▸ **EXERCISE**:
Your answer should consist of the lines in the following data that contain "junction".

>>>

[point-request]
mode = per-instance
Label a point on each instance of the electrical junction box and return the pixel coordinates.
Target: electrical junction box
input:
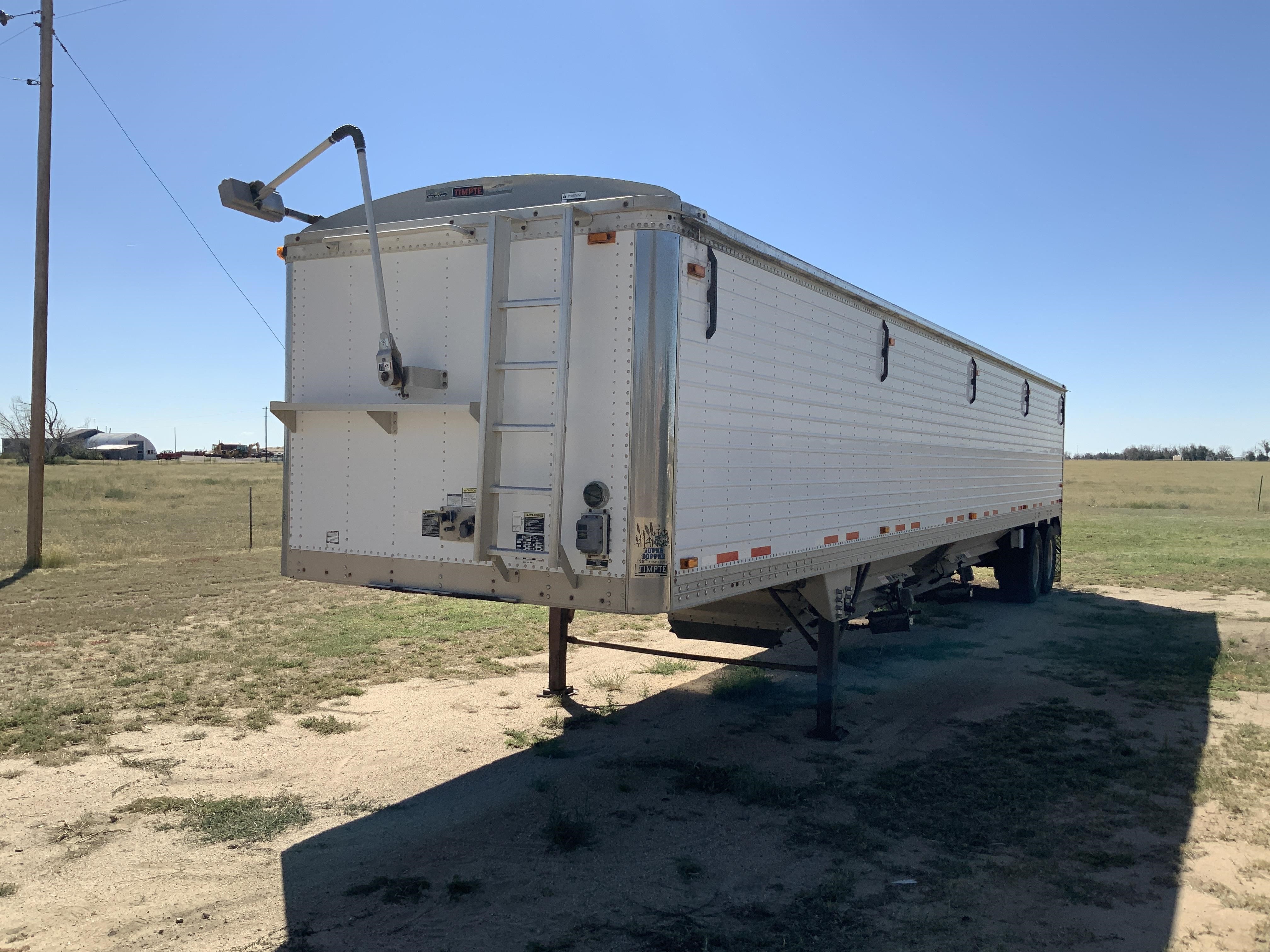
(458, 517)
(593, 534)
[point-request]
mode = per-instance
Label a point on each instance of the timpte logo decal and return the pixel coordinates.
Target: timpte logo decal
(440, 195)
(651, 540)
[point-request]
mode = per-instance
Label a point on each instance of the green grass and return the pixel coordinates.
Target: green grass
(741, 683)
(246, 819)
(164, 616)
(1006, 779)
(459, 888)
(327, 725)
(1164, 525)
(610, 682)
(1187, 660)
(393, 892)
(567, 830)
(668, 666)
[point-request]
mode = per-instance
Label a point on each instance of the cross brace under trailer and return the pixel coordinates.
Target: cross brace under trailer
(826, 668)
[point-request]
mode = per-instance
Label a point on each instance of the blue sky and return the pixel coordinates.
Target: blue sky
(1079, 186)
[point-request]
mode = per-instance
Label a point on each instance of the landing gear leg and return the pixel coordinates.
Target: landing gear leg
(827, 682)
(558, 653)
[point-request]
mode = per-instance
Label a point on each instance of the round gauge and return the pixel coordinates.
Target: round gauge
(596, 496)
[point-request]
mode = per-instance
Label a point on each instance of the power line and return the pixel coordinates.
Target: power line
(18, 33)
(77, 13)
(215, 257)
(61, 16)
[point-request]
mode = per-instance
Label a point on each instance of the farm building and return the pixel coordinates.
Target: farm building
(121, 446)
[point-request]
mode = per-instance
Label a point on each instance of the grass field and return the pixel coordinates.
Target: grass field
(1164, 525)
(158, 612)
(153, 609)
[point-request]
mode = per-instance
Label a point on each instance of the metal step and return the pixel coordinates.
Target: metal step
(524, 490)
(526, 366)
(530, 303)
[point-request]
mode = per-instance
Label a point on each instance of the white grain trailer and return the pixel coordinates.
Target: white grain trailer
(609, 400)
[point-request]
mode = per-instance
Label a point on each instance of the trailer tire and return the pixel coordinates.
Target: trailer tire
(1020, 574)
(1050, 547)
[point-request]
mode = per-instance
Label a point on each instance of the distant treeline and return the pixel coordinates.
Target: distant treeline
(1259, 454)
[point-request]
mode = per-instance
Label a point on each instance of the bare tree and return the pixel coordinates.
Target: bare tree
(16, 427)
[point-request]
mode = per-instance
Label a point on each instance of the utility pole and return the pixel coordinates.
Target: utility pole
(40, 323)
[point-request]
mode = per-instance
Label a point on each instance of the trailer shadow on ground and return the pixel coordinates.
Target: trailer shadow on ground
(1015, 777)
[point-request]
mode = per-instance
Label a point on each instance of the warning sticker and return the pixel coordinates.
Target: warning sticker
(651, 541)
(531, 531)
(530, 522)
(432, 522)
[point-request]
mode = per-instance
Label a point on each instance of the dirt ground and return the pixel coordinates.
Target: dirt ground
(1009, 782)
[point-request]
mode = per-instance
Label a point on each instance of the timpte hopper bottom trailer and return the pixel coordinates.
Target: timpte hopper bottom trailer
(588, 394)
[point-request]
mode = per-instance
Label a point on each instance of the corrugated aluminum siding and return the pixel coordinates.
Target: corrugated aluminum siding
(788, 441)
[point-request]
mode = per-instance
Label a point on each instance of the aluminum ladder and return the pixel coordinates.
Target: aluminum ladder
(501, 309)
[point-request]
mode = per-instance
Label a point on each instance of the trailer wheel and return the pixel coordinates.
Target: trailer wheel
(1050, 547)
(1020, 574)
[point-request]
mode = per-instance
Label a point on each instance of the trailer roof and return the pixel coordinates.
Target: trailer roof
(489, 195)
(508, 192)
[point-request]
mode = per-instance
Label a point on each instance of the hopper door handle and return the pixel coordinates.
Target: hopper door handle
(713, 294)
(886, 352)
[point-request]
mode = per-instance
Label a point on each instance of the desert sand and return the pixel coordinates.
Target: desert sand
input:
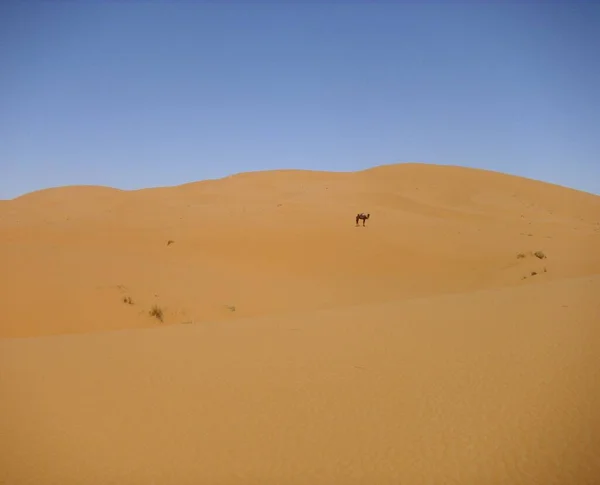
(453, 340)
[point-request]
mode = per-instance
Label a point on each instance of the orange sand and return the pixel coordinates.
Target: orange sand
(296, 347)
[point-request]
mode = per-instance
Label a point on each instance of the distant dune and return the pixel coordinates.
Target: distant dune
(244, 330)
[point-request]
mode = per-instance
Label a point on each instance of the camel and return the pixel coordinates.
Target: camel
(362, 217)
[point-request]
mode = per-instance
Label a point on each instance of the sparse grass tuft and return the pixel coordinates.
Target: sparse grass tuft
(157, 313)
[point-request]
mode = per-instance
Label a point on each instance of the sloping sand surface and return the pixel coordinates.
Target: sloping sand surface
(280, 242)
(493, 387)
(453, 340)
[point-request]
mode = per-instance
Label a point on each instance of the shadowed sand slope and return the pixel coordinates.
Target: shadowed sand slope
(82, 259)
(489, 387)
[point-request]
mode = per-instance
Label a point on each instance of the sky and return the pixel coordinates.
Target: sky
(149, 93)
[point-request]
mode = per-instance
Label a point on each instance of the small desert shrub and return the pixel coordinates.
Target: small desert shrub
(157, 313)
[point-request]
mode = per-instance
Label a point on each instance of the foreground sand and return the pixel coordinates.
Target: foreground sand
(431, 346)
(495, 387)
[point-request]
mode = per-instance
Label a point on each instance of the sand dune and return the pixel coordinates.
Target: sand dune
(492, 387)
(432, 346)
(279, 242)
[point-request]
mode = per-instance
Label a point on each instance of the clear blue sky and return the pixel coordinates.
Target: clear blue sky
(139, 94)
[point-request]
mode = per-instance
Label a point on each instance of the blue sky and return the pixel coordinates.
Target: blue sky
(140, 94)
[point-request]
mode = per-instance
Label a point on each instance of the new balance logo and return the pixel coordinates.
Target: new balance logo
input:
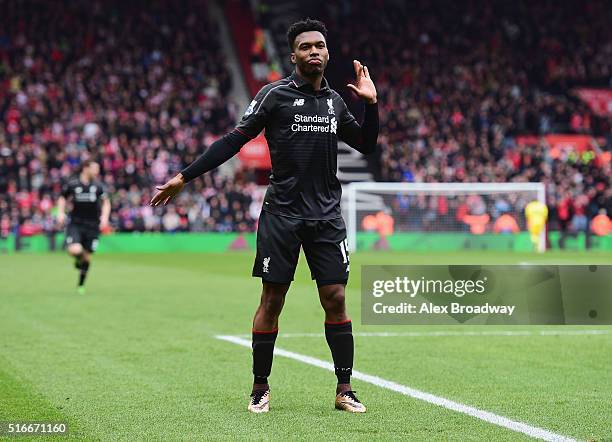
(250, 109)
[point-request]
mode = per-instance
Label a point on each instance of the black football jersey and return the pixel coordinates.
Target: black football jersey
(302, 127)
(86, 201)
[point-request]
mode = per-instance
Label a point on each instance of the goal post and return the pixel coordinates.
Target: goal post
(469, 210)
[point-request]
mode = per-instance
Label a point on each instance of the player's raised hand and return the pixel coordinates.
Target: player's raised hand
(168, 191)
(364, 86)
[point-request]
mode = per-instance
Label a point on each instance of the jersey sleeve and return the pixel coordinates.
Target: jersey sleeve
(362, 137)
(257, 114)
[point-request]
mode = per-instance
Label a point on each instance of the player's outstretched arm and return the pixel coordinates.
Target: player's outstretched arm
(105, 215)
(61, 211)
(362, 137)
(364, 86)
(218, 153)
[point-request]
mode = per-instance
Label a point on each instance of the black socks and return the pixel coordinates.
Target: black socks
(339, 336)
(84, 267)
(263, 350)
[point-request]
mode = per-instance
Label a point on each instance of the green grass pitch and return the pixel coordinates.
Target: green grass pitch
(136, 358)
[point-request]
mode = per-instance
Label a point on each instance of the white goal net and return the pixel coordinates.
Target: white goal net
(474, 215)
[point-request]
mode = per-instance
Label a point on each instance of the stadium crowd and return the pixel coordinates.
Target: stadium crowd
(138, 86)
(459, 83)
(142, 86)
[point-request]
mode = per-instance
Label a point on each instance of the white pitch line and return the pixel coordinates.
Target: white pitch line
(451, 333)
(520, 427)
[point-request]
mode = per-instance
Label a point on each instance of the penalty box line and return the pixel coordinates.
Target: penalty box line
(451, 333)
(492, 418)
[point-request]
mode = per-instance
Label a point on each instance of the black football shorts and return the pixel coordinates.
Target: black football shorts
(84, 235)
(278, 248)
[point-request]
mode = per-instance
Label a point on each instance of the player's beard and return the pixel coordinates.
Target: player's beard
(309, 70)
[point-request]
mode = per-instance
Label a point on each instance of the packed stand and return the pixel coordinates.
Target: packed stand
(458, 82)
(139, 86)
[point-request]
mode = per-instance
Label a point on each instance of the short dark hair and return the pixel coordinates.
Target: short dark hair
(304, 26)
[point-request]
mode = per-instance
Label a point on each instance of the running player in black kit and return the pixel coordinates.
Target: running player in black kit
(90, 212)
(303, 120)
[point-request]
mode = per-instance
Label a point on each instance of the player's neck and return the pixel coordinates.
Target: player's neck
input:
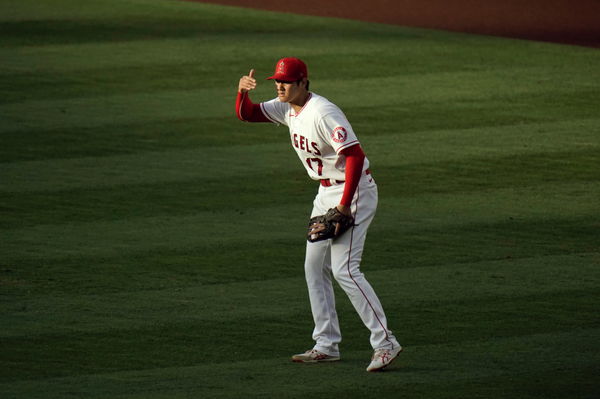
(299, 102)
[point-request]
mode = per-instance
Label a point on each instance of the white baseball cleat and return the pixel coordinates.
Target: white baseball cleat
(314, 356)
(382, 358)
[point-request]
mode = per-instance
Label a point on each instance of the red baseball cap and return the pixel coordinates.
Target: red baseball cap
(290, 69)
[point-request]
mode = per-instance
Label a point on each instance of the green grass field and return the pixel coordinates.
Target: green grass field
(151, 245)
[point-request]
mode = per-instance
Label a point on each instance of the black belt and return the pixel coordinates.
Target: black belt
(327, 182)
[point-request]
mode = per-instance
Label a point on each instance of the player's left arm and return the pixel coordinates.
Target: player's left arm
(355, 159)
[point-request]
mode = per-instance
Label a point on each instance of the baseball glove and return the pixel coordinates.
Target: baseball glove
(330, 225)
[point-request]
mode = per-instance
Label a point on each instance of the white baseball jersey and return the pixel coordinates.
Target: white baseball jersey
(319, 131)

<<<

▸ **SOLUTION TO THIS EXERCISE**:
Label a point on each instance of the electrical junction box and return the pixel coordinates.
Target: electrical junction box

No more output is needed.